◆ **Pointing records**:
┌──
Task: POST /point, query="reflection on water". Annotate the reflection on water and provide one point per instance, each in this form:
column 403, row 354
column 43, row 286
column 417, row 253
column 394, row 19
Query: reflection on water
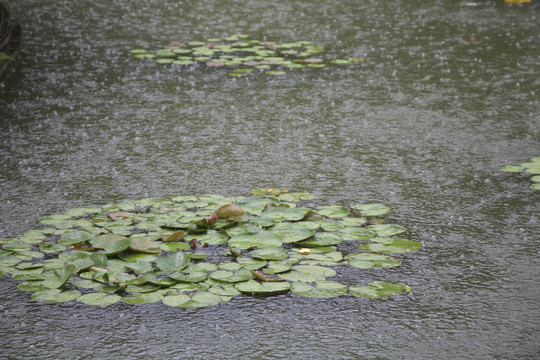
column 447, row 95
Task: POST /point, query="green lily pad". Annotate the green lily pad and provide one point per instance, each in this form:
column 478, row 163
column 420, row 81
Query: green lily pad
column 56, row 279
column 276, row 267
column 321, row 289
column 290, row 233
column 255, row 287
column 262, row 239
column 56, row 295
column 144, row 245
column 387, row 245
column 143, row 298
column 198, row 300
column 111, row 244
column 17, row 245
column 173, row 262
column 278, row 214
column 232, row 276
column 174, row 246
column 371, row 261
column 252, row 264
column 189, row 276
column 357, row 233
column 308, row 273
column 270, row 254
column 378, row 289
column 74, row 237
column 212, row 237
column 333, row 211
column 134, row 257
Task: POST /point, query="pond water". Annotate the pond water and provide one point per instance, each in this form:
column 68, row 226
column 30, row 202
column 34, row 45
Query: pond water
column 448, row 93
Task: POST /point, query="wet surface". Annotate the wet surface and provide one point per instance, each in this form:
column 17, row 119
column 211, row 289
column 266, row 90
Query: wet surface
column 448, row 94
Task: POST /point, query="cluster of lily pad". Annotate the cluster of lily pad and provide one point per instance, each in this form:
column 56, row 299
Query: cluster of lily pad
column 192, row 252
column 244, row 54
column 530, row 167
└──
Update the rows above by replacing "Annotate" with "Mark" wherever it occurs and leaving everything else unchanged. Please leave the pictures out of your answer.

Task: POST /point, query="reflection on water". Mark the reflection on water and provide one point per instance, each in this form:
column 403, row 354
column 43, row 286
column 417, row 253
column 394, row 19
Query: reflection on water
column 447, row 95
Task: POST /point, query="green lily pad". Mark the green lily pad and provide one point per instance, each in this form:
column 478, row 163
column 420, row 81
Query: green lily pad
column 56, row 279
column 276, row 267
column 321, row 289
column 290, row 233
column 255, row 287
column 262, row 239
column 56, row 295
column 144, row 245
column 387, row 245
column 143, row 298
column 198, row 300
column 111, row 244
column 17, row 245
column 173, row 262
column 278, row 214
column 232, row 276
column 174, row 246
column 371, row 261
column 252, row 264
column 189, row 276
column 357, row 233
column 308, row 273
column 270, row 254
column 378, row 289
column 74, row 237
column 212, row 237
column 333, row 211
column 134, row 257
Task: POST /point, query="pond water". Mark the pond water and provide one point per instance, each in this form:
column 68, row 226
column 30, row 202
column 34, row 45
Query: pond water
column 448, row 93
Task: POST /point, query="wet surface". Mark the wet surface and provide one point per instance, each in this form:
column 17, row 119
column 211, row 289
column 266, row 90
Query: wet surface
column 448, row 94
Task: POST /point, query="cluster of lily pad". Mark the cluster of lily pad and provide one point per instance, each in this form:
column 56, row 299
Query: cluster of lily pad
column 192, row 252
column 244, row 54
column 530, row 167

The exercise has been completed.